* _REQUIREMENT_: Can you change every "Recorded points" in the records below to "Marked points" and give them back otherwise unchanged, leaving out the pictures?

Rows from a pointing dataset

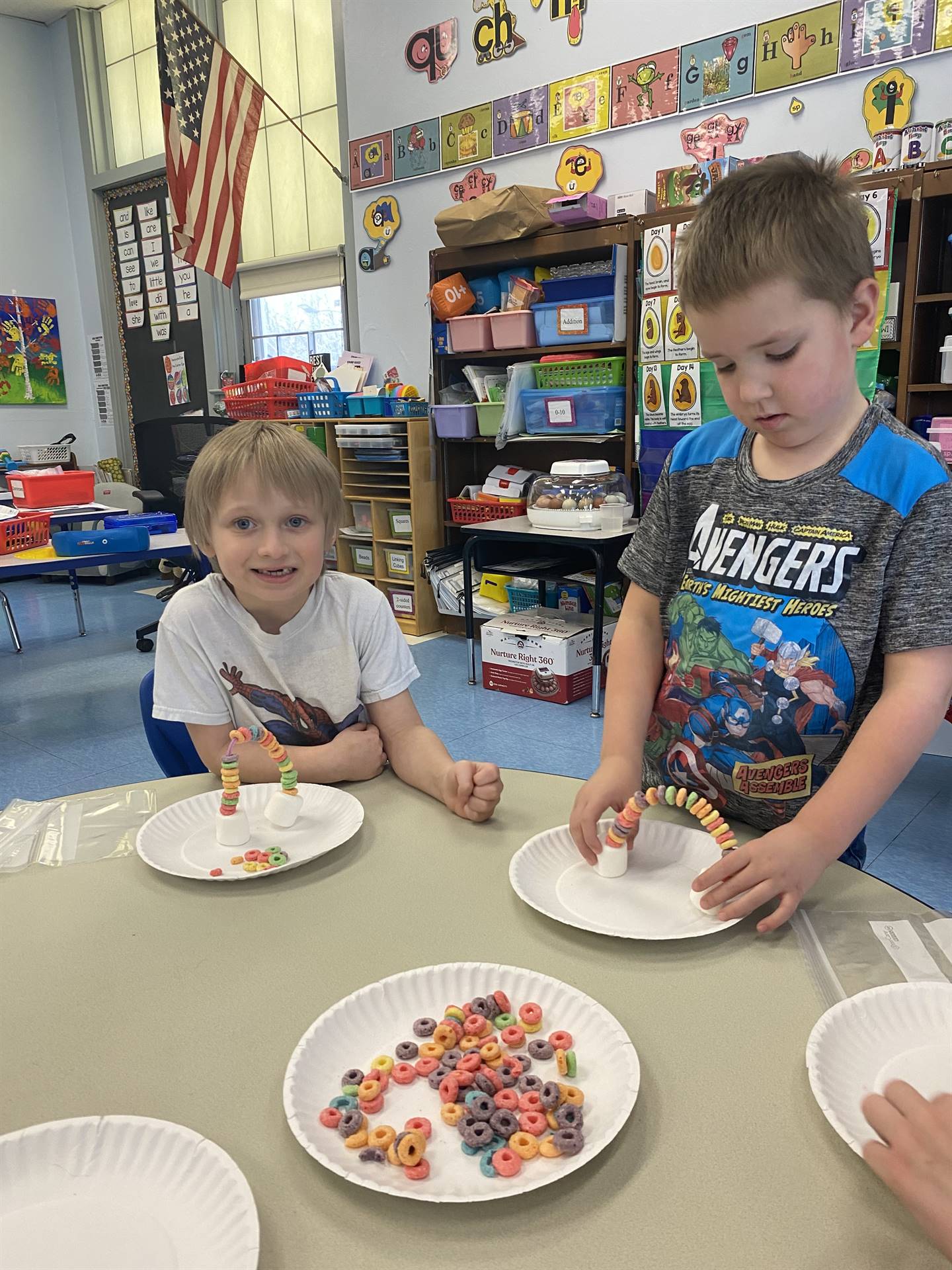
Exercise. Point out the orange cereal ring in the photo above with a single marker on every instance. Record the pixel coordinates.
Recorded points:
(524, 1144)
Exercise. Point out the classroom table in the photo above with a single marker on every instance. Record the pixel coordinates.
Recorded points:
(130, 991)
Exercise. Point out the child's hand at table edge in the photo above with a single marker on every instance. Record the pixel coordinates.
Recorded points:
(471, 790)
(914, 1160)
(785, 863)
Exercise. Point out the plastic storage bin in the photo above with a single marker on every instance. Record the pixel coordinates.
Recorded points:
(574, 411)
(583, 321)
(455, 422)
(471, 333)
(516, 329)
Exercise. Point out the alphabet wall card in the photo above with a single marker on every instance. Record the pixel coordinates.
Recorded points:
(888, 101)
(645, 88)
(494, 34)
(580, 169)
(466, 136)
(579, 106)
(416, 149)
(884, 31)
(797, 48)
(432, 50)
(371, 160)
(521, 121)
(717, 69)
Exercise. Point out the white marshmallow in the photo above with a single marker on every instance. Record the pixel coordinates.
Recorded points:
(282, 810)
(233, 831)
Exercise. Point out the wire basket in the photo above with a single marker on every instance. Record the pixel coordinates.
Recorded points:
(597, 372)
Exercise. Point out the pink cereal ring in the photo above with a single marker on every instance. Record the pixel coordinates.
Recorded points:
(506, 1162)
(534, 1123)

* _RESPONSE TO THIS EXERCISE_:
Exercise. Point out the orange cereal ring in the photo above with a single marker on every instance. Record the pixel coordinates.
Marked points:
(524, 1144)
Exercise. Point out the classroom table in the photo above with a single marker on every instance. Record the pixel coordinates.
Marked points:
(130, 991)
Exercise. Point out the child's hand at table edge in the photo above with a single marker on every instance. Record the pixel coordinates.
Marked points:
(471, 790)
(914, 1160)
(785, 863)
Exercise. Point out the plastic storage bin in the photo above with a single marker on every instance. Record the pixel coordinates.
Marked points:
(574, 411)
(583, 321)
(455, 422)
(471, 333)
(516, 329)
Exercise. Point out the alphabet wall card in the photo above with a single marker on every instance. Record the pixel coordinates.
Marked points:
(888, 101)
(645, 88)
(494, 34)
(580, 169)
(466, 136)
(579, 106)
(416, 149)
(884, 31)
(797, 48)
(432, 50)
(371, 160)
(521, 121)
(717, 69)
Exercise. Point out the white marshmallow in the photo above with a single marker on every instance. Record the pixel coordinates.
Marked points:
(282, 810)
(233, 831)
Exercise. Point out the wire basket in the photo above with a single marker on every instance. Record the pixel coordinates.
Marked points:
(597, 372)
Exercise. Point out the pink cereal ring in the photo above with a single marker on every instance. Record the pixel coordinates.
Marked points:
(506, 1162)
(534, 1123)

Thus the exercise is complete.